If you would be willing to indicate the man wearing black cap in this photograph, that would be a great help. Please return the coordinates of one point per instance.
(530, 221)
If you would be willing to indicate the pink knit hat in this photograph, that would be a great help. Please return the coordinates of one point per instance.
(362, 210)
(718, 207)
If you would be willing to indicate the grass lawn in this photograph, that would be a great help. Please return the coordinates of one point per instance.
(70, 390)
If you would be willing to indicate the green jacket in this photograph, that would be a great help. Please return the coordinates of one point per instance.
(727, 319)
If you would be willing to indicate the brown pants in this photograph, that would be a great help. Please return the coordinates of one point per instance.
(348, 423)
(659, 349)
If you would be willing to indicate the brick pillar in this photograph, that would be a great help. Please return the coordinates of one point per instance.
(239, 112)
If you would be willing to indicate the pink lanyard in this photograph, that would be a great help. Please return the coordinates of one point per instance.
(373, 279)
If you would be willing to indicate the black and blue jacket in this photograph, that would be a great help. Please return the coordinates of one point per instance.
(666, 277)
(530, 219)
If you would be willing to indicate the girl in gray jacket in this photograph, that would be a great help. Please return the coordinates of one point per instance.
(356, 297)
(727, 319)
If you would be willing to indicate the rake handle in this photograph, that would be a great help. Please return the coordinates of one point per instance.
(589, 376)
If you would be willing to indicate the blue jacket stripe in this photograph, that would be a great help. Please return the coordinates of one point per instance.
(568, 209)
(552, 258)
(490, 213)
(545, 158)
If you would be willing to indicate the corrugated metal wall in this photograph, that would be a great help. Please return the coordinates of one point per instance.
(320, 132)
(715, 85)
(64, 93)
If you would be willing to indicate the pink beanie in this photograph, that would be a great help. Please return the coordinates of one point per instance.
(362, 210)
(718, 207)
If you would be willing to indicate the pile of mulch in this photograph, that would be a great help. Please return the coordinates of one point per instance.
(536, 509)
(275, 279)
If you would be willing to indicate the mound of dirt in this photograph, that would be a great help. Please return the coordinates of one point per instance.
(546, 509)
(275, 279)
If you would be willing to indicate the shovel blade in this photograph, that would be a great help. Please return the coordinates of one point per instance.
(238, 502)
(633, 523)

DIRECTIONS -
Exactly reproduce every line found in the records.

WRITTEN ANSWER -
If you would be willing to indicate the man wearing black cap in this photograph, that would be a great help. Please return the coordinates of one point per instance.
(530, 221)
If you would be willing to indicate the pink knit hat in this photograph, that would be a great help. Please return the coordinates of one point per instance.
(362, 210)
(718, 207)
If you would be willing to indicate the grass lawn in this photograph, that would be a great help. Please return the coordinates of one point per instance.
(70, 390)
If you would be willing to indicate the green jacket in this photograph, that would be a great help. Please return the coordinates of one point per instance.
(727, 319)
If you would be willing to indicate the brown pants in this photograph, that would be a great help. Please return the coordinates of one point per instance.
(348, 423)
(659, 349)
If you would be willing to indicate the brick pillar in this photograph, that would be a great help. Please return the coordinates of one point per instance.
(239, 112)
If you would be willing to indicate the pink lanyard in this photograph, that would be a great help. Please return the coordinates of one point per instance.
(373, 279)
If you would be willing to indicate the black and blue jacket in this photograph, that would be a great help. Please return the coordinates of one point per instance.
(666, 277)
(530, 219)
If you would be willing to indicate the girl in gray jacket in this photograph, that would be a great help. Please return the coordinates of one point per instance.
(356, 297)
(727, 319)
If you would be willing to indicate the rake handle in this photograph, that would be a great help. Please return the coordinates of one point per instance.
(589, 376)
If you would be willing to indicate the blue jacket stripe in this photograph, that would be a great help. Please return the coordinates of one point per instance.
(568, 209)
(552, 258)
(490, 213)
(545, 158)
If you would be willing to indicate the corrugated metal wall in this photograph, that would be a great help. Please return the coordinates of one point per instance.
(320, 132)
(715, 85)
(64, 93)
If you would be willing to indicate the pink beanie in this photograph, that would be a great help. Please return the coordinates of one point per instance.
(362, 210)
(718, 207)
If you would be willing to indicate the pile of mulch in this photograph, that would be a great help. Please return the coordinates of one point per instance.
(536, 509)
(275, 279)
If you would be willing to indicate the mound of dirt in this photograph, that would be a great help. Please return the coordinates of one point per instance.
(546, 509)
(275, 279)
If you would be willing to indicate the shovel blade in this photograph, that would be a great help. Please return the coordinates of one point per instance.
(238, 502)
(633, 523)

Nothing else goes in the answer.